[Stored items]
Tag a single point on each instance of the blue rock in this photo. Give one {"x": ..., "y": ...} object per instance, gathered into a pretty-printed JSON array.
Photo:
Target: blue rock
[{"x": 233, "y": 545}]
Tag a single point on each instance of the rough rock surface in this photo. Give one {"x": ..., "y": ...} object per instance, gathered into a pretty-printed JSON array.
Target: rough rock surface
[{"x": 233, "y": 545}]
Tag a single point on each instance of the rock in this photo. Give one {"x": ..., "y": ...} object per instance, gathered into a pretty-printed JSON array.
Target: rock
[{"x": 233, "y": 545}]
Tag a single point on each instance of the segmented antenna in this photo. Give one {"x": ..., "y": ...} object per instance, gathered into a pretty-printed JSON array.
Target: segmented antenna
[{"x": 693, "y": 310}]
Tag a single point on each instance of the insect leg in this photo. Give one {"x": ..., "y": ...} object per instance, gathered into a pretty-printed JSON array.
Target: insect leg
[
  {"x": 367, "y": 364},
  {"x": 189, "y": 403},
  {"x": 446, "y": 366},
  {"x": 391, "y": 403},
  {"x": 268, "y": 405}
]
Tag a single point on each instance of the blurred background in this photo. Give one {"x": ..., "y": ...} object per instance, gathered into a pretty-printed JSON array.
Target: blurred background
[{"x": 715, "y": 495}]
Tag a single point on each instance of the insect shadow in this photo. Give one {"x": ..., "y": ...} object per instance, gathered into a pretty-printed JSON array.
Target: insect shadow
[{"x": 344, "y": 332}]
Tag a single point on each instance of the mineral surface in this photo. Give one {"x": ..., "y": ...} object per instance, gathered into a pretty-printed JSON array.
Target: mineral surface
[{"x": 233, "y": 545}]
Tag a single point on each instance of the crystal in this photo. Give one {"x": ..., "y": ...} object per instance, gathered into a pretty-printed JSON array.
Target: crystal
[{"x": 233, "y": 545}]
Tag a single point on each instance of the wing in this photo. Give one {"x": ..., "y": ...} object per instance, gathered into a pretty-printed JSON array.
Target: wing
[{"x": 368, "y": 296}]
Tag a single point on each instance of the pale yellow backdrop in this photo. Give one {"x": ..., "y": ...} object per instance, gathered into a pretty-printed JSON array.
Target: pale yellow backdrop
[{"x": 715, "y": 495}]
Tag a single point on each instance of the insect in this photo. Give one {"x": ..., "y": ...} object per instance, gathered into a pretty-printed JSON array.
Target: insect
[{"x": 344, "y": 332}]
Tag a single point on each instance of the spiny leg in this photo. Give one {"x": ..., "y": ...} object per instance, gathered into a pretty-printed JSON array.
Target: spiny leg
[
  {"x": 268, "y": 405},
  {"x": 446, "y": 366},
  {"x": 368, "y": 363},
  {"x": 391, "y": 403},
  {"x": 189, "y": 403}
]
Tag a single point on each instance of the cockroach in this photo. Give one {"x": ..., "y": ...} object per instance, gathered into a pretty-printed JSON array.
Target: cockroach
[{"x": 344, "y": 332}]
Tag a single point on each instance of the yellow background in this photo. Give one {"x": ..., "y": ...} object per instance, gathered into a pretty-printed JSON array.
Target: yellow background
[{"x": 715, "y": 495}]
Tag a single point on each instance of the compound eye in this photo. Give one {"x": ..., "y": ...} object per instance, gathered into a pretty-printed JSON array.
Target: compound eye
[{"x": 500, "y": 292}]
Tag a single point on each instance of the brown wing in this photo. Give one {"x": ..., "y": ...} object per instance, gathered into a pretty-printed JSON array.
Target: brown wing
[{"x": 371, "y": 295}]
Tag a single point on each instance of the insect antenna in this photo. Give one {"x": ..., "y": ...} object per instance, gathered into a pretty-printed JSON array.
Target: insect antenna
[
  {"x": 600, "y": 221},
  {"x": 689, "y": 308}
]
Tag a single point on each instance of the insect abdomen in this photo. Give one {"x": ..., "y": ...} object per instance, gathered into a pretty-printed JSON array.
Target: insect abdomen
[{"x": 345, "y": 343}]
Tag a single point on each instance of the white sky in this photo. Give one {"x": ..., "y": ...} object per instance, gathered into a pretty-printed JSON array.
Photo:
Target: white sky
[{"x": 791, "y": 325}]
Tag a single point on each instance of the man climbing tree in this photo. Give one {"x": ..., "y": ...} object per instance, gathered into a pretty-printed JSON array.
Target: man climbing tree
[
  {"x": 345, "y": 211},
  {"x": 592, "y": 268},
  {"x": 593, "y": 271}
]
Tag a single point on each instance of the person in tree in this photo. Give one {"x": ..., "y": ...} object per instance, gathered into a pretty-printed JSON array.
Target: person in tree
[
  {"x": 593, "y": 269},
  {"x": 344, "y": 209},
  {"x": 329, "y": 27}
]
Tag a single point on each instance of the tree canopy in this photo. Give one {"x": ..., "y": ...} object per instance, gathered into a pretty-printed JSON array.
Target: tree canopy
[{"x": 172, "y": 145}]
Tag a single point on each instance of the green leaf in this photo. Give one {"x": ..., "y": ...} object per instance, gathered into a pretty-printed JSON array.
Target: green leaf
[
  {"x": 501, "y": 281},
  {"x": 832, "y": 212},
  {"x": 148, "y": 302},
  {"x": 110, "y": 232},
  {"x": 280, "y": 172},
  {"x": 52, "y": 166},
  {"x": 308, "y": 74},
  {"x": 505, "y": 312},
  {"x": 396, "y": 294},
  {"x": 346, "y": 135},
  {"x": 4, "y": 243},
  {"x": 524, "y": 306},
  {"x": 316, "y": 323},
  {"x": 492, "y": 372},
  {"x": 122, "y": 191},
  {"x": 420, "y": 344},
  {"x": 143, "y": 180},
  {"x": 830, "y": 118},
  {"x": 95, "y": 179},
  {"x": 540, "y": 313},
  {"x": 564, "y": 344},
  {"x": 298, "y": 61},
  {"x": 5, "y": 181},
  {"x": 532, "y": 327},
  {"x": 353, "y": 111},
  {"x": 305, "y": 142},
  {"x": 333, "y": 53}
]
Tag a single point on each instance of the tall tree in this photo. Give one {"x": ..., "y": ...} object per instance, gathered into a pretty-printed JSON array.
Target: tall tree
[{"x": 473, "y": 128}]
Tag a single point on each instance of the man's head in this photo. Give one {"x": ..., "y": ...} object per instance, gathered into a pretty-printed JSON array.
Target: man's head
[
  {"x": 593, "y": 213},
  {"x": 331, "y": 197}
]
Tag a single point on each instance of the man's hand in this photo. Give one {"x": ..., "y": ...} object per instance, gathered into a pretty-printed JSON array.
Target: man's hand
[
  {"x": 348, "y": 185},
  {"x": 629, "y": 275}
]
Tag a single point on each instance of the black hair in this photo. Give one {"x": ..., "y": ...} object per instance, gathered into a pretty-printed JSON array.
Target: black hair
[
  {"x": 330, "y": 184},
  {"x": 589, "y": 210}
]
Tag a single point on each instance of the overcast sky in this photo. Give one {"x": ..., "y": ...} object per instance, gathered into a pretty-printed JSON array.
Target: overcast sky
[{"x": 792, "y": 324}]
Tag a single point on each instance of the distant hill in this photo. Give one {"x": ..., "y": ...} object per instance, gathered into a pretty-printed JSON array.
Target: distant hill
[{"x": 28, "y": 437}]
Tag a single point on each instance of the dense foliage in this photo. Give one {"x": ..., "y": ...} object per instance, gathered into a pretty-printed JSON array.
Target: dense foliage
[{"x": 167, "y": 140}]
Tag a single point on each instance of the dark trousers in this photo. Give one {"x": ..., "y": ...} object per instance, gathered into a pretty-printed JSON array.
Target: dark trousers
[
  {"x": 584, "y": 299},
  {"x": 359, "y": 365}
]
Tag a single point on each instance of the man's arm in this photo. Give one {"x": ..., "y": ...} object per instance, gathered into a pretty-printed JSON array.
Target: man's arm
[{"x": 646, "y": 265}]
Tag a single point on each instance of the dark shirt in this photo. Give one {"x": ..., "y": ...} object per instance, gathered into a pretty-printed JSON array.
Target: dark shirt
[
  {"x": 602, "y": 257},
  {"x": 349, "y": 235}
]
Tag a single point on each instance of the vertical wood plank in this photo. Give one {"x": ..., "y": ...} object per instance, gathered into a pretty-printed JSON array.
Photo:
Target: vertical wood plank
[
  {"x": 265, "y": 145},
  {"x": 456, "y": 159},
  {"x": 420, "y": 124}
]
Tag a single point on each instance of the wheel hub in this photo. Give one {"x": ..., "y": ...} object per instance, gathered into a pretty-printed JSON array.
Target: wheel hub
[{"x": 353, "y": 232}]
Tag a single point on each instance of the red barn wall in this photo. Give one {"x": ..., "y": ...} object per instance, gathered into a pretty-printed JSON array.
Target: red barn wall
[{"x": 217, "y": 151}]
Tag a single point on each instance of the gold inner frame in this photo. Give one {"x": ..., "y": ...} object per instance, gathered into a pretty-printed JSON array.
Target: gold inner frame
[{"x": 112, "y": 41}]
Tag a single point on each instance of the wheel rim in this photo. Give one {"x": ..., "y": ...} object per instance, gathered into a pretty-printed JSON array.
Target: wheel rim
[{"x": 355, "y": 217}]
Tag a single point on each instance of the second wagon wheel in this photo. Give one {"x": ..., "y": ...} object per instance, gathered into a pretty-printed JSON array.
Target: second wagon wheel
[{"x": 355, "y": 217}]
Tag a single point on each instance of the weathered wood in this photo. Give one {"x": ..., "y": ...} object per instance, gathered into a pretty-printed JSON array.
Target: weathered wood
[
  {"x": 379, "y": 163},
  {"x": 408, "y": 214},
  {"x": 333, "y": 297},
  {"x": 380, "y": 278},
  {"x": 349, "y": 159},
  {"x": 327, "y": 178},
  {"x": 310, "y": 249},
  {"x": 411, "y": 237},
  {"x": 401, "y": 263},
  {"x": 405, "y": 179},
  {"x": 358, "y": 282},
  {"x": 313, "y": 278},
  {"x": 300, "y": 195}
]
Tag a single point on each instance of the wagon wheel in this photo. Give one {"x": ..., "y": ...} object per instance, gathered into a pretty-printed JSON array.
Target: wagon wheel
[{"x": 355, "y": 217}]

:: PROBLEM TO SOLVE ::
Give again only the lines starting at the one that contains "Tag a single point on each instance of the wheel rim" and running to the end of the data.

:: COMPLETE RESPONSE ::
Tag a single point on each instance of the wheel rim in this photo. Give one {"x": ..., "y": ...} object per instance, gathered into a pretty-printed JSON array.
Target: wheel rim
[{"x": 355, "y": 217}]
Tag a single point on each instance of the second wagon wheel in this photo. Give one {"x": ..., "y": ...} object per instance, gathered into a pretty-printed JSON array.
Target: second wagon wheel
[{"x": 355, "y": 217}]
Tag a single point on each instance of the weathered wood in this photo. Give one {"x": ..., "y": ...} object per instance, gathered into a pretty-printed JSON array.
Target: weathered wood
[
  {"x": 379, "y": 163},
  {"x": 408, "y": 214},
  {"x": 333, "y": 297},
  {"x": 380, "y": 278},
  {"x": 349, "y": 159},
  {"x": 327, "y": 178},
  {"x": 310, "y": 249},
  {"x": 411, "y": 237},
  {"x": 401, "y": 263},
  {"x": 405, "y": 179},
  {"x": 358, "y": 282},
  {"x": 313, "y": 278},
  {"x": 300, "y": 195}
]
Tag a single point on each instance of the wagon wheel in this photo. Give one {"x": ..., "y": ...} object per instance, gathered into a pretty-printed JSON array.
Target: wagon wheel
[{"x": 355, "y": 217}]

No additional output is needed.